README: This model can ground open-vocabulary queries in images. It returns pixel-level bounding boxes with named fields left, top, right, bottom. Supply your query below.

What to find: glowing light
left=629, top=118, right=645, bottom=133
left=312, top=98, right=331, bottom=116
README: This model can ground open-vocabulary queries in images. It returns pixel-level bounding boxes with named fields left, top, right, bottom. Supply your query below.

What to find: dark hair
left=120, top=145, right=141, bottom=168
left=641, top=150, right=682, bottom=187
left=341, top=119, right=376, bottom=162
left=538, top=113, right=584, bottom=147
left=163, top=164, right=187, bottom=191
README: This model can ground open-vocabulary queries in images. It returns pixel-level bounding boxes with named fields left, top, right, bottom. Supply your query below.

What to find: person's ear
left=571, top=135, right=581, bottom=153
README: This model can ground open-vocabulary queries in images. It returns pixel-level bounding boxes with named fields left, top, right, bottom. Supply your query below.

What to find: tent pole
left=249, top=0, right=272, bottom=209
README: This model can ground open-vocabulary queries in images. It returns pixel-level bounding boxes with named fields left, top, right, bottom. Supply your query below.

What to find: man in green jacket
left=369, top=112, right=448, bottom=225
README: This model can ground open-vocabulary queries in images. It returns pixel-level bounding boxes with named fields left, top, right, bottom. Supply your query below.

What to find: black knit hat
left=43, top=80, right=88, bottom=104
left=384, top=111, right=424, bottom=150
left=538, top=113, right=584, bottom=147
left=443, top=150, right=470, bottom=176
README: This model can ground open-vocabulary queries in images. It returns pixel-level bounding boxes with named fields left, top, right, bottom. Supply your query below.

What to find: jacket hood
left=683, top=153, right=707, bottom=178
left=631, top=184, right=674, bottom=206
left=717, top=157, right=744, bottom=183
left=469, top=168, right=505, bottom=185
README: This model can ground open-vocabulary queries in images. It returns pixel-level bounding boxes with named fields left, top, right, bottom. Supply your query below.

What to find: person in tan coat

──────

Aim
Render all of the material above as a Markdown table with the columns Row and Line, numbering each non-blank line and omitting the blank ones.

Correct output
| Row | Line |
|---|---|
| 1 | README: This model can ground open-vocabulary queries in images. It returns pixel-level bounding boxes with named fields left, top, right, bottom. Supply your query below. |
| 2 | What to find: glowing light |
| 3 | left=629, top=118, right=645, bottom=133 |
| 4 | left=312, top=98, right=331, bottom=116 |
| 5 | README: This model can ground open-vocabulary queries in images. It returns pixel-level bounding boxes with named fields left, top, right, bottom. Supply your query below. |
| 6 | What to find: dark hair |
| 7 | left=120, top=145, right=141, bottom=168 |
| 8 | left=641, top=150, right=682, bottom=187 |
| 9 | left=341, top=119, right=376, bottom=162 |
| 10 | left=538, top=113, right=584, bottom=147 |
| 11 | left=163, top=164, right=187, bottom=191 |
| 12 | README: This model can ground open-vocabulary queries in images. It returns pixel-level bounding boxes with named fields left, top, right, bottom. Supply your query below. |
| 13 | What to find: person's ear |
| 14 | left=571, top=135, right=581, bottom=153 |
| 15 | README: This model can ground open-vocabulary queries in images. It returns pixel-level bounding boxes with named fields left, top, right, bottom. Supply your query below. |
| 16 | What to find: tent pole |
| 17 | left=249, top=0, right=272, bottom=209 |
| 18 | README: This model can ground open-vocabulary queries in images. It returns pixel-level bounding boxes with named fields left, top, right, bottom. Supply your query below. |
| 19 | What to find: man in green jacket |
| 20 | left=369, top=112, right=448, bottom=225 |
| 21 | README: This model can ground open-vocabulary queries in images. It returns pixel-level bounding boxes with named fields left, top, right, bottom. Supply your query below. |
| 22 | What to find: black knit hat |
| 23 | left=43, top=80, right=88, bottom=104 |
| 24 | left=384, top=111, right=424, bottom=150 |
| 25 | left=538, top=113, right=584, bottom=147 |
| 26 | left=443, top=150, right=470, bottom=176 |
| 27 | README: This model can ground open-vocabulary queries in images. It returns pixel-level bounding boxes with named fields left, top, right, bottom. Supply your query below. |
| 28 | What to find: jacket hood |
| 29 | left=683, top=153, right=707, bottom=178 |
| 30 | left=631, top=184, right=674, bottom=206 |
| 31 | left=717, top=157, right=744, bottom=183 |
| 32 | left=469, top=168, right=505, bottom=185 |
| 33 | README: This model can ground open-vocabulary queries in images. It returns pixel-level bounding boxes with named fields left, top, right, bottom. Supply your query below. |
| 34 | What to find: person in tan coat |